Convert the records below into a Markdown table with the columns "Row" and "Line." Start with the line that contains "Note to the class: find each instance of the evergreen", go on through the line that contains "(1097, 404)", give each line its own numbered row, and leave out blank lines.

───── Source records

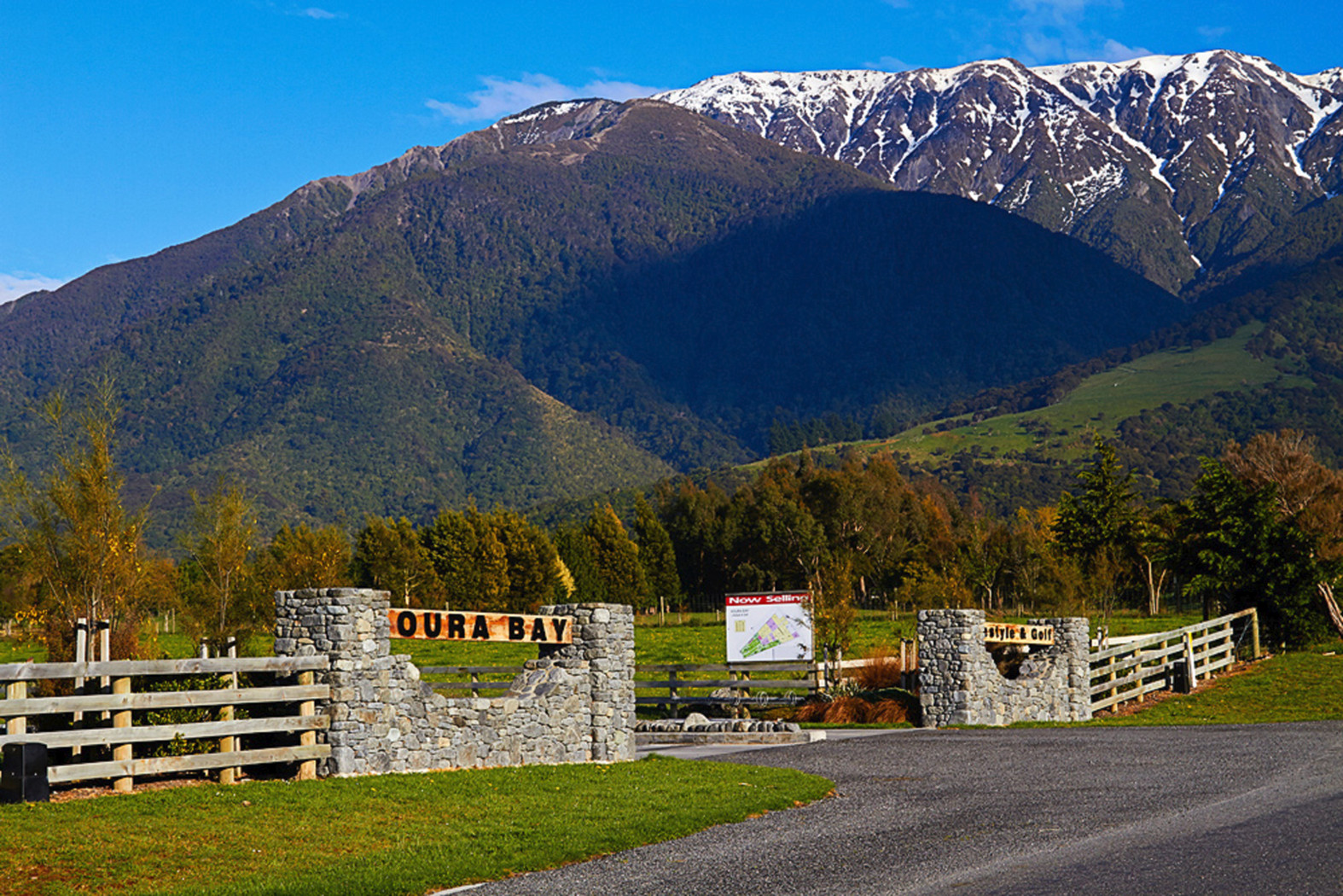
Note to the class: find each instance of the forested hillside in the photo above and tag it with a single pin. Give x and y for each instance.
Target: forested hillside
(582, 297)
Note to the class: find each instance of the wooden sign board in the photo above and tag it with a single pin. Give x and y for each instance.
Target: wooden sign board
(480, 626)
(1002, 633)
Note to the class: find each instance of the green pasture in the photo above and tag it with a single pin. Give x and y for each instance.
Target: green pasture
(374, 835)
(1100, 402)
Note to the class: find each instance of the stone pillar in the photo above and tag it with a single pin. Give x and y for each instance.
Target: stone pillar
(959, 683)
(575, 703)
(603, 640)
(350, 625)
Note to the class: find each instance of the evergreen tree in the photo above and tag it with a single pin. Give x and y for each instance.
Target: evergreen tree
(655, 555)
(390, 555)
(218, 583)
(1237, 552)
(615, 555)
(532, 564)
(453, 547)
(1102, 516)
(580, 561)
(491, 561)
(305, 558)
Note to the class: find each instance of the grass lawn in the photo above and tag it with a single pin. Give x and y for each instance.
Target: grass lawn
(376, 835)
(1097, 404)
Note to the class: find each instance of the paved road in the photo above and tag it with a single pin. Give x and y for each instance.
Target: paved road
(1087, 812)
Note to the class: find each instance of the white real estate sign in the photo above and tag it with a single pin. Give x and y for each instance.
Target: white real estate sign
(769, 626)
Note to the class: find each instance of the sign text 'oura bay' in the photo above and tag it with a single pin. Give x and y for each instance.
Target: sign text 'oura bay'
(480, 626)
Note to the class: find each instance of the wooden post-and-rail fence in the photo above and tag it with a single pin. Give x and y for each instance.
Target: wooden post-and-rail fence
(75, 732)
(1132, 669)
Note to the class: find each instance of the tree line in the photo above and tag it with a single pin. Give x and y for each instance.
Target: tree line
(1261, 526)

──────────

# Correct result
| Row | Line |
|---|---|
| 1 | Note to the class: find each instance of the evergreen tree in the photo above and tag it with a single pin. Give x and y for each instance. |
| 2 | Target: evergreen tree |
| 3 | (655, 555) |
| 4 | (390, 555) |
| 5 | (218, 583) |
| 6 | (1237, 552) |
| 7 | (615, 555) |
| 8 | (532, 564) |
| 9 | (453, 547) |
| 10 | (1102, 516) |
| 11 | (580, 561) |
| 12 | (491, 561) |
| 13 | (305, 558) |
| 14 | Note to the class: find each instance of the grass lawn in the photo above and tag it with a single pin. Give x and y for each instance. |
| 15 | Target: grass lawn |
| 16 | (376, 835) |
| 17 | (1097, 404) |